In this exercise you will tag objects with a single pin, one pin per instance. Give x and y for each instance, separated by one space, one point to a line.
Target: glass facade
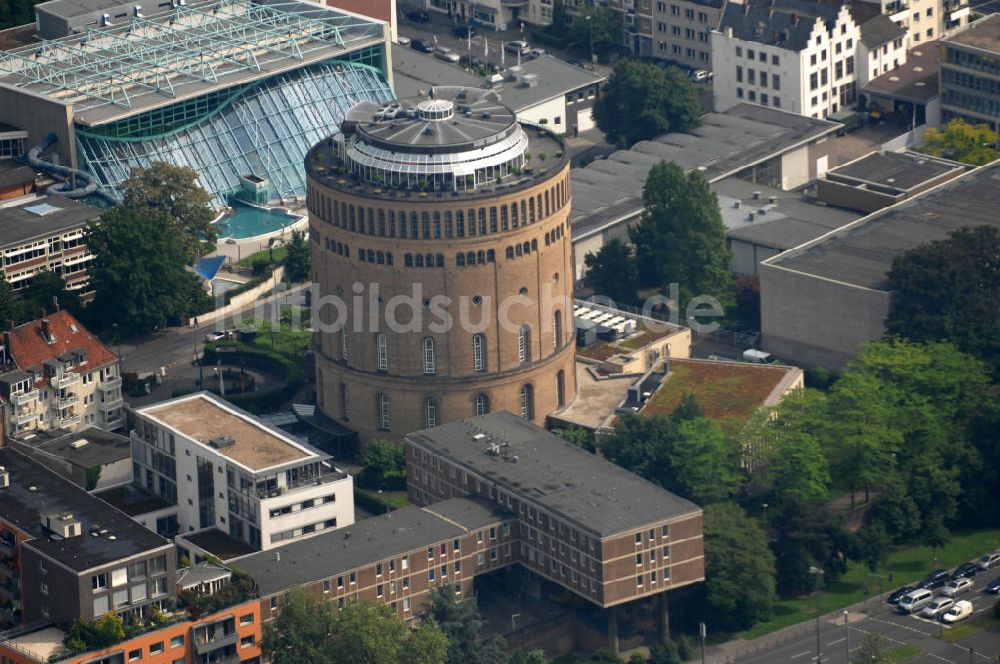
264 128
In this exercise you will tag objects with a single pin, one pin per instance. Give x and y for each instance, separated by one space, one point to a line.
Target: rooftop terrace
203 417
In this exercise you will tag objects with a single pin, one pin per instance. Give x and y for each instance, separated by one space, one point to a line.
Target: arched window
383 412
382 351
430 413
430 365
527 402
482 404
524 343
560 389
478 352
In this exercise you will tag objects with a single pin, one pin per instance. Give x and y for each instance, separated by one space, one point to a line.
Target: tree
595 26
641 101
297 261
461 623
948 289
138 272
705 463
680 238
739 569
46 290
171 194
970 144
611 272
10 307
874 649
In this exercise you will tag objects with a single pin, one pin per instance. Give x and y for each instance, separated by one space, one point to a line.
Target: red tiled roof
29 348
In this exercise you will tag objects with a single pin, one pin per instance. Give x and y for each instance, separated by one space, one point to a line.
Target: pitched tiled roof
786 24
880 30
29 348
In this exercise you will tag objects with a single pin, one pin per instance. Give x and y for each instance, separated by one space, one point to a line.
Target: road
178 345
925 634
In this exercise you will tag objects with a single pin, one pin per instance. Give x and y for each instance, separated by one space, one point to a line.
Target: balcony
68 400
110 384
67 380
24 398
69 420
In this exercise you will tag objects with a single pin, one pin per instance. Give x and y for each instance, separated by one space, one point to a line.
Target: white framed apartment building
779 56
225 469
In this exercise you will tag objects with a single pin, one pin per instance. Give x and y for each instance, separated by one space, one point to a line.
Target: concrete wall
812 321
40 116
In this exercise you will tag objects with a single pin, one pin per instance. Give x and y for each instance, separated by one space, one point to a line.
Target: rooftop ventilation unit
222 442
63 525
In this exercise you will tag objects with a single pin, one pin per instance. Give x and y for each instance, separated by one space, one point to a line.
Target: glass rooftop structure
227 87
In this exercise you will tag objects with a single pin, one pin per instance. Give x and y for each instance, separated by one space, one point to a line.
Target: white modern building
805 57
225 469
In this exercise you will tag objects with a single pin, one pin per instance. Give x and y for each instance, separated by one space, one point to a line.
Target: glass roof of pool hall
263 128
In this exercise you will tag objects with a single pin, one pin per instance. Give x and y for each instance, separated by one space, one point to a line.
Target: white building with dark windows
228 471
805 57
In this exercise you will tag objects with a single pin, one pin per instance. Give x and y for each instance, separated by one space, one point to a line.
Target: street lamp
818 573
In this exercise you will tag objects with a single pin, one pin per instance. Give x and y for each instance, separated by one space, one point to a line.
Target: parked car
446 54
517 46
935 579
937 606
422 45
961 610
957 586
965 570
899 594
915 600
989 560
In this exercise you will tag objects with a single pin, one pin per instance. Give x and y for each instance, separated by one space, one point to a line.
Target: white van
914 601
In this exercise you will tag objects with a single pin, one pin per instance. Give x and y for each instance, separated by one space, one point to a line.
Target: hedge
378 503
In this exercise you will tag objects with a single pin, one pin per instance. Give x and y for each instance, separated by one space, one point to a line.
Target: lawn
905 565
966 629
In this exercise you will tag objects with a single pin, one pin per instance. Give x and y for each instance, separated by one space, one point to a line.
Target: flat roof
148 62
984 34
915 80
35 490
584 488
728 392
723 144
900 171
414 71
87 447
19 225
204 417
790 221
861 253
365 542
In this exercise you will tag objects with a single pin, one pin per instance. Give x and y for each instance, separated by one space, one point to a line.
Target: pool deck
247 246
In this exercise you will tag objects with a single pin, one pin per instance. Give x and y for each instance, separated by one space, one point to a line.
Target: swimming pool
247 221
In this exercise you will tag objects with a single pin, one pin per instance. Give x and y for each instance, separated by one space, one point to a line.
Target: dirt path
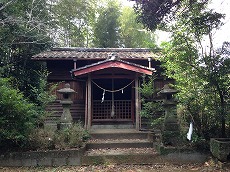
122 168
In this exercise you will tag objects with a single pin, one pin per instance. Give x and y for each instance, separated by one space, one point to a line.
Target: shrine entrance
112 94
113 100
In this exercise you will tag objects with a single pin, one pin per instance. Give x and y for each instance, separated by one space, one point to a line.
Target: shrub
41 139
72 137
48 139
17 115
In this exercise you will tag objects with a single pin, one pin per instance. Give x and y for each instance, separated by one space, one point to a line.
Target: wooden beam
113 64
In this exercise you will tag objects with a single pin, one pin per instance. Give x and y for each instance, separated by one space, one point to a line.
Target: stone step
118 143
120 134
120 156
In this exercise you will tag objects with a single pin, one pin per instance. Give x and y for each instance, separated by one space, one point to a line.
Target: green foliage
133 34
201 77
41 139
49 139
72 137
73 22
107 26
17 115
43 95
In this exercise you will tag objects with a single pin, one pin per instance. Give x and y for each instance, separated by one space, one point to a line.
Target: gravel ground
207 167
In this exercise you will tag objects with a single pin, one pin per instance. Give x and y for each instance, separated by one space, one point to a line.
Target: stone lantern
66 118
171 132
-*-*-
▶ WHAT YOU HAVE TO DO: Your reply is the full set of entries reproduced exactly, with images omitted.

▶ EXERCISE ANSWER:
In this exercise you will tag objects with a single pin, one pin per instance. Give x and y for each instance, separated by one space, one point to a line.
Target: glass facade
264 128
In this exercise you will tag objects with a single pin, one pin per instance. Give x and y for each instance, separated by one space, one point to a line.
Target: rooftop terrace
203 417
In this exercise you will tag objects with a single pin, one pin per instance. Give x and y for each instance, separated by one space, one point to a line.
Target: arched window
383 412
382 351
430 413
430 365
527 402
482 404
524 343
560 389
478 352
In this exercise you will tag objects with a single pin, one pin per instance. Give x and y for each instance, separated by one space, one point to a line.
Target: tree
595 26
641 101
297 261
461 623
948 289
138 272
705 463
680 238
739 569
46 290
171 194
970 144
611 272
10 307
874 649
In this exercise you will tag objects with a single pin, one pin per instance. Give x and y for each instance, separated by one space, one point to a line.
Target: red tiled roof
29 348
In this exercise you will tag objects with a single pin, one pin per instance. Give x and y for each instance, separated by one space, one point to a line.
Target: pitched tiled roof
786 24
880 30
29 348
In this exercise you will tag objects with a single pin, one pin per instance. Give x and y for each instance, separated by one space, one point to a line.
Target: road
178 345
925 634
In this exercise you will tag objects with a single pin, one pin per instance. Give x and y for each instance, separated by one space, one point to a line.
Target: balcony
68 400
110 384
67 380
24 398
69 420
In this exercise you will tag objects with a single pin, one pin per instance. Give x and y for each instance, separated by one space, one point to a line.
Target: white framed apartment building
779 56
225 469
In this exercise you will tag objects with a single pin, one pin per instance. Give x and y for each instance, separated by one space, one point to a line.
Target: concrete wall
812 321
40 116
In this exercise you will tag objects with a single pin, one pin per instance. Give x and y for each instance, separated by one space, one point to a line.
Target: rooftop ventilation unit
222 442
63 525
In this exercise you will tag objects with a single pin, one pin per instance. Give x and y for each instance, separated by one space, one point to a line.
Target: glass rooftop structure
227 87
In this exercise you will tag objects with a single pin, one pin per instance. Give x and y for each instance, separated by one space, one point to a line.
Target: white modern building
805 57
225 469
In this exercise you will tag objects with a single pin, one pin per instance. Give x and y for each instance, separated by one space, one point to a line.
Target: glass roof of pool hall
263 128
In this exercise you will tag objects with a single pin, one pin per instance. Give x and y for each instance, separated by one space, one point to a line.
Target: white building with dark windows
228 471
805 57
In this exercise you will tag objects with a single pin, one pin per instance. Give x and y for each instance, separated by one space, one point to a line.
Target: street lamp
818 573
In this exercise you will tag objects with a single pin, one pin per instance. Give x and y for each instance, separated by one space, one point to a line.
Target: parked car
446 54
517 46
935 579
937 606
422 45
961 610
957 586
965 570
899 594
915 600
989 560
In this exercise you will tag objects with a single pin, one pin per instance. Give x and y for each instance, separated by one space, one point to a line.
Target: white van
914 601
In this exercise you will tag objects with a single pin, one pin per instance. Give x and y for each instance, separated by one space, one point to a line.
Target: hedge
378 503
In this exercise you will tag objects with a single pin, one pin per instance. Give x and y for each instance, separated by one space, one point to a line.
Target: lawn
905 565
966 629
In this exercise you will tag objects with a single pin, one pin per instance. Give x and y for each instance, separated by one space, one point to a line.
Target: flat roof
148 62
984 34
915 80
35 490
584 488
728 392
723 144
900 171
414 71
87 447
19 225
204 417
790 221
861 253
365 542
In this exercise you will tag objects with a single pin, one pin per instance. Give x and y for each instance, separated by one space, one point to a line.
Target: pool deck
247 246
In this exercise you will tag objects with a single pin, one pin per instance. Give x and y for each instance, separated by one space, one point to a line.
Target: swimming pool
247 221
In this exercise you will tag objects with a single pin, one pin per instance. Give x and y for each instance, separated by one space, one point to a line.
Target: dirt path
122 168
In this exercise you will tag objects with a single pin, one pin per instance. Give x and y for each instance, separated by one space, one point to a line.
Target: shrine entrance
112 94
113 100
In this exercise you will tag objects with a single pin, one pin per instance. Give x and y for each instance, separated by one space, one point to a line.
Target: shrub
41 139
72 137
48 139
17 115
In this exercise you will tag objects with a single pin, one pin per instance. Give x and y for each instance, separated by one space, one point to a line.
Target: wooden beam
113 64
In this exercise you will tag objects with a single pin, one pin per instance. Give x and y for each instance, separated by one space, one point to a line.
Target: stone step
118 143
120 134
120 156
In this exercise you will tag objects with a single pin, one pin per instance. Give x and y for each instance, separated by one space, one point to a line.
Target: green foliage
133 34
201 77
41 139
49 139
72 137
73 22
107 26
17 115
43 95
In this exercise you will tag objects with a single pin, one pin per instance. Give x and y for each instance, separated by one space, one point to a line.
Target: gravel ground
207 167
In this exercise you will tag objects with a single pin, one pin per instance. Give x and y for each instance, separated by one space, one point to a line.
Target: stone lantern
66 118
171 132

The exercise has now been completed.